* Brief A *
Answer these from the school start age article, one line each:
(i) How does the United Nations define early childhood?
(ii) What does the ratio of adult carers to children change from and to when children move from nursery to school?
(iii) Since what year have Primary 1 children been expected to sit the SNSA?
* Brief B *
According to the school start age article, the UN says the primary aim of early childhood provision is the holistic development of a child's needs. List every kind of need it names.
* Brief C *
Extend the school start age article with the next few paragraphs, starting after its last sentence.

Toni Giugliano, the SNP’s Policy Development Convener and Sue Palmer, an educational writer, former Head Teacher and Chair of Upstart Scotland have told The National why the resolution to raise the formal school start age is so importnat for Scotland's children.

On Monday, SNP Conference will debate a resolution to raise the formal school start age and introduce a play-based kindergarten stage.

At the heart of the resolution is it’s a call for educational culture change that is vital for Scotland’s future success. Scotland’s children are Scotland’s future, and what happens in their earliest years impacts hugely on their educational potential and motivation to learn, not to mention their lifelong physical and mental health.

Early childhood is defined by the United Nations as birth to eight – ‘a time of remarkable growth with brain development at its peak’.

The UN tells us that educational provision during this critical period should be ‘more than a preparation for primary education’ – its primary aim must be ‘the holistic development of a child’s social, emotional, cognitive and physical needs’.

Two important factors in for this ‘holistic development’ are positive, nurturing adult support and opportunities for active, social play – particularly outdoors, and as often as possible in natural surroundings.

READ MORE: Pat Kane: Let the children play a little longer and forget the tests

At age four or five – when children are only halfway through their early childhood – they move from nursery to school. The ratio of adult carers to children suddenly jumps from 1:8 to 1:20, there’s far less likelihood of all-day access to outdoor play and – since this is school – children are now expected crack on with the three Rs of reading, [w]riting and reckoning.

Indeed, since 2018, Primary 1 children have been expected to sit Scottish National Standardised Assessments (SNSA) in literacy and numeracy.

* Provided information *
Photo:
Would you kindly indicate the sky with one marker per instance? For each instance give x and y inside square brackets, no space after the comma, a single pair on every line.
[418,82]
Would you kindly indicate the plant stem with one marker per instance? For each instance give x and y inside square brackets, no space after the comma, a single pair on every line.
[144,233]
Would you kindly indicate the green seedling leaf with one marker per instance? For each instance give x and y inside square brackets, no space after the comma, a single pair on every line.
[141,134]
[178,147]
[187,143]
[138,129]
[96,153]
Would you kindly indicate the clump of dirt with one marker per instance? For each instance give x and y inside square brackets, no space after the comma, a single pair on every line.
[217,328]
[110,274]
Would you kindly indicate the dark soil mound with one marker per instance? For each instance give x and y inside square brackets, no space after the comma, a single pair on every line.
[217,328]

* Answer A *
(i) From birth to eight.
(ii) From 1:8 to 1:20.
(iii) Since 2018.

* Answer B *
Social, emotional, cognitive, physical

* Answer C *
Local authorities therefore require schools to provide data on all children’s progress in these subjects, schools feel obliged to teach the skills and parents worry if their kids aren’t learning them.

Scotland’s extraordinarily early school starting age is a hang-over from Victorian times when Westminster parliamentarians chose to herd the children of the poor into school so their mothers could work in the factories.

But modern research shows no long-term advantage in teaching the three Rs so early – and considerable risk, for many children, of long term emotional damage.

Children from low income backgrounds are particularly at risk. At age five they’re generally about a year behind their more fortunate peers in the development of spoken language and problem-solving skills.

Until these skills are successfully developed, they’ll struggle with literacy and numeracy, with adverse effects on their self-confidence and attitude to school.

READ MORE: Evidence from Finland supports delaying school entry until the age of seven

Children on mainland Europe (indeed in 88% of countries worldwide) are luckier, because they don’t start school till they’re six or seven. And children in countries with high-quality ‘kindergarten’ provision for three or four years (focusing on development, relationships and play) are particularly lucky. Such provision not only enhances educational equity and success, but also all children’s health and wellbeing.

Unfortunately, after 150 years of a too-early school start, most Scots assume it’s normal for four- and five-year-olds to sit in classrooms being taught the three Rs. But as Resolution 24 sets out – it’s neither normal nor healthy.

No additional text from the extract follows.